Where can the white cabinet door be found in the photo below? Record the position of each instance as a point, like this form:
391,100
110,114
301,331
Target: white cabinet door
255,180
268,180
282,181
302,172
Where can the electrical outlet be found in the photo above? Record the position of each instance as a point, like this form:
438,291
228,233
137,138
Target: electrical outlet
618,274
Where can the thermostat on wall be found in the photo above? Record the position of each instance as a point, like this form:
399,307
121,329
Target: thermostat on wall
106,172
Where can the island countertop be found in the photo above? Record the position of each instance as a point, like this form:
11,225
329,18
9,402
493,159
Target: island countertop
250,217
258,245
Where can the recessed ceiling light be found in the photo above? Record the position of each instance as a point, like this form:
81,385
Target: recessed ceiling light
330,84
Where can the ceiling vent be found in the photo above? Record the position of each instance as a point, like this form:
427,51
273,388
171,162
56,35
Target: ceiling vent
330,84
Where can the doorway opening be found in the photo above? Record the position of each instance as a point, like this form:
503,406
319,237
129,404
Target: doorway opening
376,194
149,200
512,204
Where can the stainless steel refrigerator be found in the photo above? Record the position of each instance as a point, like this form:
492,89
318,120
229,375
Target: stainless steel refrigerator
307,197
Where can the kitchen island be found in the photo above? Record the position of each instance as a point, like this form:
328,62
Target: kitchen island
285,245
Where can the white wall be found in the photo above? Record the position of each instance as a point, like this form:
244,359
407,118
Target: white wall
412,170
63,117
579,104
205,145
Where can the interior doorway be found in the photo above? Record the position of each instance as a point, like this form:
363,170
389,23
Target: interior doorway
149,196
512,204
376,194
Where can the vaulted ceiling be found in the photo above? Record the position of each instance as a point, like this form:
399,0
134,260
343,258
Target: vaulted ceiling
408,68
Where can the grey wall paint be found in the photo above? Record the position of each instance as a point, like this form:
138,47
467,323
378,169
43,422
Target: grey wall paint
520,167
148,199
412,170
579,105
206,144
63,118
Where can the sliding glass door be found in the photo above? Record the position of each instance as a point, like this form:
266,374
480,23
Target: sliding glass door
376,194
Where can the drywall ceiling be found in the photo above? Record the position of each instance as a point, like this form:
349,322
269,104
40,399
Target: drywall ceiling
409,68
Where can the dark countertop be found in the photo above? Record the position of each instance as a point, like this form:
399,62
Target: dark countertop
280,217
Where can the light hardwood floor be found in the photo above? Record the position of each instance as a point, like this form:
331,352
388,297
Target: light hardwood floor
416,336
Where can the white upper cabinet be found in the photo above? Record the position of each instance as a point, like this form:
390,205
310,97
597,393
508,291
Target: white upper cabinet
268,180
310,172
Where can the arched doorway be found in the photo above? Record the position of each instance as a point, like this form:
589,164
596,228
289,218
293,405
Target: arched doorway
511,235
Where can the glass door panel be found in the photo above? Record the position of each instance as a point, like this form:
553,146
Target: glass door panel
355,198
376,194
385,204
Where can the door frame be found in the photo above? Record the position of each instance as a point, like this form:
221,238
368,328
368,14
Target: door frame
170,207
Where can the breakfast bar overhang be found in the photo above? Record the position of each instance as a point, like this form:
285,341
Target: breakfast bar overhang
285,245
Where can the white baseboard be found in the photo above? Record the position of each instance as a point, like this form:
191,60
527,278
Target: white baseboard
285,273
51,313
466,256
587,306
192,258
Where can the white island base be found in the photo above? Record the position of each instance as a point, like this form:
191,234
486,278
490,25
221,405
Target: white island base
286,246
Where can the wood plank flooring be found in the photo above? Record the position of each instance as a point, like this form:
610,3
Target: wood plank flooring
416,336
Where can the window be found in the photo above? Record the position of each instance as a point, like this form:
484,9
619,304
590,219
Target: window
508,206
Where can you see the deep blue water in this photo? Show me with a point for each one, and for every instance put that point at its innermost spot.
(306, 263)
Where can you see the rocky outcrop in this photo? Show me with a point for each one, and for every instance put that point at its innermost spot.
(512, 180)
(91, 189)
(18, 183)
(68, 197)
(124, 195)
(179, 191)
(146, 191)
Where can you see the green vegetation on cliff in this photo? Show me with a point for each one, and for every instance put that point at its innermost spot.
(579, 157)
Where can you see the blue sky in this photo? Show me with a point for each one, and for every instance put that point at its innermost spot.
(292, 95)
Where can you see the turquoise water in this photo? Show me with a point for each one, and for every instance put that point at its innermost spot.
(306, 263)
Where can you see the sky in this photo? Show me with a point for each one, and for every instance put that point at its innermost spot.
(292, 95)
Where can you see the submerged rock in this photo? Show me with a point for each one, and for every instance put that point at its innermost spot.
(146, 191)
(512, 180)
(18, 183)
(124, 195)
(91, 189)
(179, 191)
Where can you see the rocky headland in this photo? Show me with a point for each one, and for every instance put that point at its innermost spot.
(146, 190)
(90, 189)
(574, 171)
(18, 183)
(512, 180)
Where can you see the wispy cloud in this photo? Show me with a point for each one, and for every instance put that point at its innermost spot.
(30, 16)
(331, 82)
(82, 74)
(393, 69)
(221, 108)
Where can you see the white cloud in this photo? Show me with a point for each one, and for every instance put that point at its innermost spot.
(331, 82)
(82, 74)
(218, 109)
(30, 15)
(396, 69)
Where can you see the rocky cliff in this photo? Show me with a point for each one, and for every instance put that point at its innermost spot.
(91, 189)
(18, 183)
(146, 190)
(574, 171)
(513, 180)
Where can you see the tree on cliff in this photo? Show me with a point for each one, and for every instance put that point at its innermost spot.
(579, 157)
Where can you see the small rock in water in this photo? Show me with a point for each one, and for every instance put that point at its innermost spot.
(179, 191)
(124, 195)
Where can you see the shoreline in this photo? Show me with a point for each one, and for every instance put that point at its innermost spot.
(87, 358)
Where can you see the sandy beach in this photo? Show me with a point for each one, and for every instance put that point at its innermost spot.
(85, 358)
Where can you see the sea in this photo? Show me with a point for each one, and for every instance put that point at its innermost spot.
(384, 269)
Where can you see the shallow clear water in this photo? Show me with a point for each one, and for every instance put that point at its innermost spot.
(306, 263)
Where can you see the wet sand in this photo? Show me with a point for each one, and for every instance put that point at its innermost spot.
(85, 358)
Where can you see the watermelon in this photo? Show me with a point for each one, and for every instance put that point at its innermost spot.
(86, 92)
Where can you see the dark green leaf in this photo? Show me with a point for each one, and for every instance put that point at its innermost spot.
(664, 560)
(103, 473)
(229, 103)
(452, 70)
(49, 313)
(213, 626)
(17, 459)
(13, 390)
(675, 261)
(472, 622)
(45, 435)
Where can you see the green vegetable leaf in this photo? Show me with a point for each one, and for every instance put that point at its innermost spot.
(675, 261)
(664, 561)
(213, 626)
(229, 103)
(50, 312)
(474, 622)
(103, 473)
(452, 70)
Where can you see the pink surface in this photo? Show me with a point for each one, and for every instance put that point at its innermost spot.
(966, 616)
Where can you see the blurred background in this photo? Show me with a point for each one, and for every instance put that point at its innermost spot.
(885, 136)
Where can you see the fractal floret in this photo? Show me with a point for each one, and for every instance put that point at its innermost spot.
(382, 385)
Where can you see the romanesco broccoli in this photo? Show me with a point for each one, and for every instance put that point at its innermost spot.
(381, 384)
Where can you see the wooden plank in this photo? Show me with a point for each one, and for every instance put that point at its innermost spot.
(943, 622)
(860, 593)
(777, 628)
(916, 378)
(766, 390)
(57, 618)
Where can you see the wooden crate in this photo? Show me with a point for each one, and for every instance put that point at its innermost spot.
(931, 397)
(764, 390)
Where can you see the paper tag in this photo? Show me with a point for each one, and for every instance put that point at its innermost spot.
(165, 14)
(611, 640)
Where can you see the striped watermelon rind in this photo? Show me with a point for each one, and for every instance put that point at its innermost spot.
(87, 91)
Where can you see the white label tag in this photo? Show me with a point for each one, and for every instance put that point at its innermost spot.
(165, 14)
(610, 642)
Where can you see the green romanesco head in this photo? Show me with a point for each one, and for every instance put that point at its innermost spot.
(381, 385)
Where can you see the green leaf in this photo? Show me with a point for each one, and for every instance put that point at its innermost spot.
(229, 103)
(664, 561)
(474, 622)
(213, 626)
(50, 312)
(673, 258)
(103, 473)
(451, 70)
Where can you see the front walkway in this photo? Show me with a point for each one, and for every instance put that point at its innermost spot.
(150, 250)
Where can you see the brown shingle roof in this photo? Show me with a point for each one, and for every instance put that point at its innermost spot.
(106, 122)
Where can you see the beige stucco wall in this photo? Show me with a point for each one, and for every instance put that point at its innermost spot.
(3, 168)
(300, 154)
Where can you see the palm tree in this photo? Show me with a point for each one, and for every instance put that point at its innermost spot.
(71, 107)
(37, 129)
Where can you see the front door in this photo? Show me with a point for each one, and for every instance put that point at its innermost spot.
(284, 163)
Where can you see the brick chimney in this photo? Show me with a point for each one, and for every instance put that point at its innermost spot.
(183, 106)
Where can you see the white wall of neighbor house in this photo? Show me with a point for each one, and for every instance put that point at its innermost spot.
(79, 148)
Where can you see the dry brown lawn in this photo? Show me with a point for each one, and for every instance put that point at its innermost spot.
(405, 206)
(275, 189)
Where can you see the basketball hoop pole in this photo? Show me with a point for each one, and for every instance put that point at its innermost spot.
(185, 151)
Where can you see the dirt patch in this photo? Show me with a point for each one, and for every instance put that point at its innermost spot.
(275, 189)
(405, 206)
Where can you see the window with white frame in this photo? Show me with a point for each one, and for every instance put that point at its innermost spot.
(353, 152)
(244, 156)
------------------------------
--- WORK INSTRUCTIONS ---
Nothing but the exact lines of the data above, from the line containing "Where can you see the basketball" through the last, should appear in the answer.

--- OUTPUT OF THE EXERCISE ---
Where can you see the basketball hoop pole in this photo? Show me with a point for each one, and for every instance put that point at its innermost spot.
(185, 151)
Where can you see the dirt patch in this photo? Show me with a point for each one, and for every instance put that point at its innermost spot.
(275, 189)
(405, 206)
Where can you see the window with white frame in this photo? Show me with a point for each one, and for every instance put that point at its innermost spot.
(353, 152)
(244, 156)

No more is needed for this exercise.